» WORK TASK:
From the first line to the last, give the records again exactly and skip the pictures.

Collected data entries:
══════

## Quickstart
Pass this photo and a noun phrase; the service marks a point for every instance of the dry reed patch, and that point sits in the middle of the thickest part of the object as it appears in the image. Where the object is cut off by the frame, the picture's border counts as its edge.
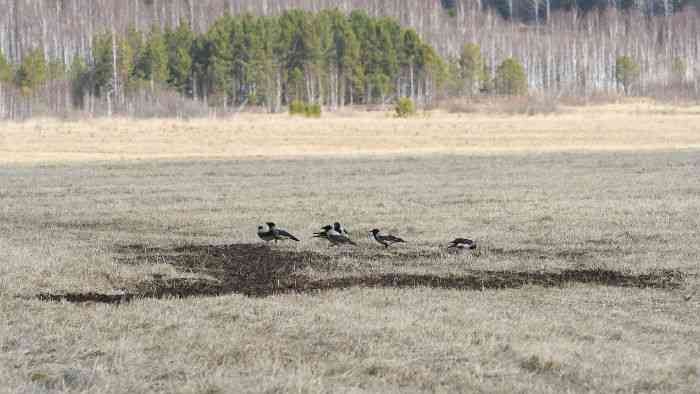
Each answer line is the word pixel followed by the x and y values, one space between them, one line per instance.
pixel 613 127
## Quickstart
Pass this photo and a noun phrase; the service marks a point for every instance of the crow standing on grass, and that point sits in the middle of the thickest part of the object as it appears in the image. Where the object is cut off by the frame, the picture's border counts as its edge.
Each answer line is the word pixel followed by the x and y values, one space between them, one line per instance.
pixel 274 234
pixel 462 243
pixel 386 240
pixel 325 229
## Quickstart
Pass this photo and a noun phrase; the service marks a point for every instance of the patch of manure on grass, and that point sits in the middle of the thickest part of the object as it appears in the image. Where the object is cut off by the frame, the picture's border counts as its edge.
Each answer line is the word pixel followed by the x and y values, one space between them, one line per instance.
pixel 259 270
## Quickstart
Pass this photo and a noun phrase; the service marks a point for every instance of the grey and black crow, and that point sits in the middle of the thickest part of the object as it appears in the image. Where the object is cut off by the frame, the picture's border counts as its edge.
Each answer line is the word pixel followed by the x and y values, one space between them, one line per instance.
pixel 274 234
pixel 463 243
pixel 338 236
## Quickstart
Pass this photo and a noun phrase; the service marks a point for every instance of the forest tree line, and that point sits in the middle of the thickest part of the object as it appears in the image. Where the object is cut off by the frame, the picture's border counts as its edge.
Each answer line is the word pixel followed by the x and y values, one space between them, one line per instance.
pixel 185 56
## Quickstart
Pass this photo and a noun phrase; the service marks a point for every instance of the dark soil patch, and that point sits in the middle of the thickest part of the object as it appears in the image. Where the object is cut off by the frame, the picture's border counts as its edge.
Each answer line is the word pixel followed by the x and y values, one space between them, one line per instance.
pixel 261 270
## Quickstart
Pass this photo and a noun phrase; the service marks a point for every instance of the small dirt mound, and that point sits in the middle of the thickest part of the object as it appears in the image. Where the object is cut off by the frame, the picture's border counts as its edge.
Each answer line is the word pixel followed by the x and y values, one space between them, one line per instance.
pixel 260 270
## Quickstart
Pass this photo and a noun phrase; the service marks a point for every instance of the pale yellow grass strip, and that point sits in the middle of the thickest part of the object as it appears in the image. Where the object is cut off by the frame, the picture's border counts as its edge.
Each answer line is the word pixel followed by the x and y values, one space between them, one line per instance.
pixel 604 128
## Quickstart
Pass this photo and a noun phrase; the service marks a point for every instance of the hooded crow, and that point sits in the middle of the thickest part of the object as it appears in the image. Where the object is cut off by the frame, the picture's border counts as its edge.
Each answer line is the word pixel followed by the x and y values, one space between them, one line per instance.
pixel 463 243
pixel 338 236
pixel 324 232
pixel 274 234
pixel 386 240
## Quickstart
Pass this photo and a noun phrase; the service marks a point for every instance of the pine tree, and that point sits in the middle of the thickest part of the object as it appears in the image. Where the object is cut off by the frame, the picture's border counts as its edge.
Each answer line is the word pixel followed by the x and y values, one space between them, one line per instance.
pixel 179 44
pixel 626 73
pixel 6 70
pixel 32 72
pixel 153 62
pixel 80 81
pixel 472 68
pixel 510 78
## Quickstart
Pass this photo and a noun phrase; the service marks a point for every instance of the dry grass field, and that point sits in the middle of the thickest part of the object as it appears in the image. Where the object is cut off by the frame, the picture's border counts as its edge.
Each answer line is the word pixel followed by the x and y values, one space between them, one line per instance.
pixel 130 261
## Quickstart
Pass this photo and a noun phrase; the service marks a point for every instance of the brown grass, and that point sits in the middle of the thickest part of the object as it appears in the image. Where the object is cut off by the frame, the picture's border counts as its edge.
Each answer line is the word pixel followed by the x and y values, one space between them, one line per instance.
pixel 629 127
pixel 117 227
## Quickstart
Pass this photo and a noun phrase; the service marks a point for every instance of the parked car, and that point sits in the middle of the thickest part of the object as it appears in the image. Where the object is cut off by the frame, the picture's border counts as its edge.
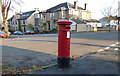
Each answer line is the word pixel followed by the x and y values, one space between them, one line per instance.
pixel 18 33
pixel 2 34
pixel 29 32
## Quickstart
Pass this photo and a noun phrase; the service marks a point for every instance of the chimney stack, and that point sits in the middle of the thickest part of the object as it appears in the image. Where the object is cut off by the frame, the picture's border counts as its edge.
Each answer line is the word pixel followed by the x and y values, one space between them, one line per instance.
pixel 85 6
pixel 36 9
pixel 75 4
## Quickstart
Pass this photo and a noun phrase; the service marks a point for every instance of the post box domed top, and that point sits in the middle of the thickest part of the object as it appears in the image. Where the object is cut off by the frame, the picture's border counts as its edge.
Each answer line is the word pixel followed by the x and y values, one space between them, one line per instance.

══════

» EXERCISE RESULT:
## Quickstart
Pass this photo and a noun phrase; the service marks a point for every instance of the dry reed patch, and that point sits in the middle of the thickest part of the object as it appears in the image. Where the object is cut off by the frame, the picture's border counts as its edge.
Each answer line is the word pixel followed by the x and y values, one space between them, one line per instance.
pixel 613 127
## Quickstart
Pass this photo and a noun phrase; the service marks a point for every instance of the crow standing on grass, and that point sits in the middle of the thickest part of the object as it appears in the image. Where the object is cut off by the frame, the picture's border counts as its edge.
Each answer line is the word pixel followed by the x and y values, one space between them, one line per instance.
pixel 274 234
pixel 462 243
pixel 386 240
pixel 325 229
## Quickstart
Pass this photo and a noun phrase; the service marks a point for every instance of the patch of manure on grass, and that point sits in the middle of the thickest part of the object as it appears in the image. Where the object is cut off by the frame, the picture's border counts as its edge.
Each answer line is the word pixel followed by the x and y values, one space between them, one line per instance.
pixel 259 270
## Quickstart
Pass this photo and a noun phrase; the service marks a point for every instance of the grey and black crow, and that point sits in the middle of the thickest part of the object as it appears in the image. Where the object is cut off by the frame, the picture's border counts as its edge.
Each answer line is the word pixel followed by the x and y values, one space between them, one line per instance.
pixel 274 234
pixel 463 243
pixel 338 236
## Quickstart
Pass this photo and a noun phrase; the service marks a point for every instance of the forest tree line, and that point sits in the middle of the thickest part of the object as it appears in the image. Where the object is cut off by the frame, the picture's border counts as its edge.
Each answer line is the word pixel followed by the x and y values, one space between them, one line per instance.
pixel 185 56
## Quickstart
Pass this photo and a noun phrase; the service marks a point for every instance of the dark soil patch, and that point sits in the middle of the thickest part of the object as it appears in the image. Where the object is cut off by the frame, the picture's border counts as its edge.
Each answer line is the word pixel followed by the x and y values, one space between them, one line per instance.
pixel 261 270
## Quickstart
Pass this photo and a noun phrase; the service marks a point for every instance of the small dirt mound, and that point sits in the middle of the thickest part of the object as it appears in the image. Where the object is cut off by the frame, the picture's border counts as its edge.
Each answer line is the word pixel followed by the x and y values, one space between them, one line per instance.
pixel 260 270
## Quickstart
Pass this photo and a noun phrase; the service marks a point for every instance of the pale yellow grass strip, and that point sits in the middle of the thickest part of the object as it appears in the image. Where the object is cut off by the frame, the picture's border counts as its edge.
Each answer line is the word pixel followed by the x and y values, one space between them, one line per instance.
pixel 604 128
## Quickstart
Pass this photo and a noun phrase; the service marks a point for every instance of the hooded crow, and that point sits in the middle of the thickest part of the object as it appears in the image. Where the object is cut off by the frame, the picture's border counts as its edge.
Each answer line is the word pixel followed by the x and y values, one space between them, one line per instance.
pixel 463 243
pixel 338 236
pixel 324 232
pixel 274 234
pixel 386 240
## Quickstart
Pass this photo and a noun phrase; the service marks a point for every instance of the pine tree, and that point sits in the middle of the thickest part of the object as it appears in the image. Where the object is cut off by the frame, the picture's border counts as its edge.
Each answer line is the word pixel followed by the x and y values, one space between them, one line per instance.
pixel 179 44
pixel 626 73
pixel 6 70
pixel 32 72
pixel 153 62
pixel 80 81
pixel 472 68
pixel 510 78
## Quickstart
Pass this photo and a noun phrase; the service marks a point for every instance of the dry grass field, and that point sits in the middle of the thickest part of the object as it appears in the image. Where the object is cut off by the frame, the picture's border counts as its edge.
Each answer line is the word pixel followed by the x and y values, one space between them, one line per instance.
pixel 130 261
## Quickstart
Pass this photo and a noun phrase; the service marks a point for every instance of the brown grass, and that point sits in the middle of the thickest part of the object as it appears in the image. Where the object is cut off by the frame, the picture's border counts as its edge.
Each answer line is the word pixel followed by the x and y values, one space between them, one line per instance.
pixel 629 127
pixel 117 227
## Quickstart
Pass this photo and a noun phrase; the service marks a point for every instance of the parked car, and that point sits in the middle of the thickest part of the object as it appears in the image. Where the object is cut off by the frame, the picture's border counts as its edge.
Each answer line is the word pixel followed by the x and y values, one space between them, one line per instance.
pixel 18 33
pixel 2 34
pixel 29 32
## Quickstart
Pass this photo and a noun phrase; the service marks a point for every instance of the chimney stack, and that point sits in the middle of the thickest part of the object as it appears in the image. Where the object is cut off by the frame, the picture's border counts as its edge.
Each answer line is the word pixel followed by the x and y values, one space between them, one line per instance.
pixel 85 6
pixel 36 9
pixel 75 4
## Quickstart
Pass this photo and a noun phrase; the service marks a point for every instance of the post box domed top, and that point sits in the middle of the thickest part of the object as it appears in the image. Where the object is cut off by the frame, the picture's border counts as its edge.
Each answer line is the word pixel followed by the x and y values, one space between them, one line per instance.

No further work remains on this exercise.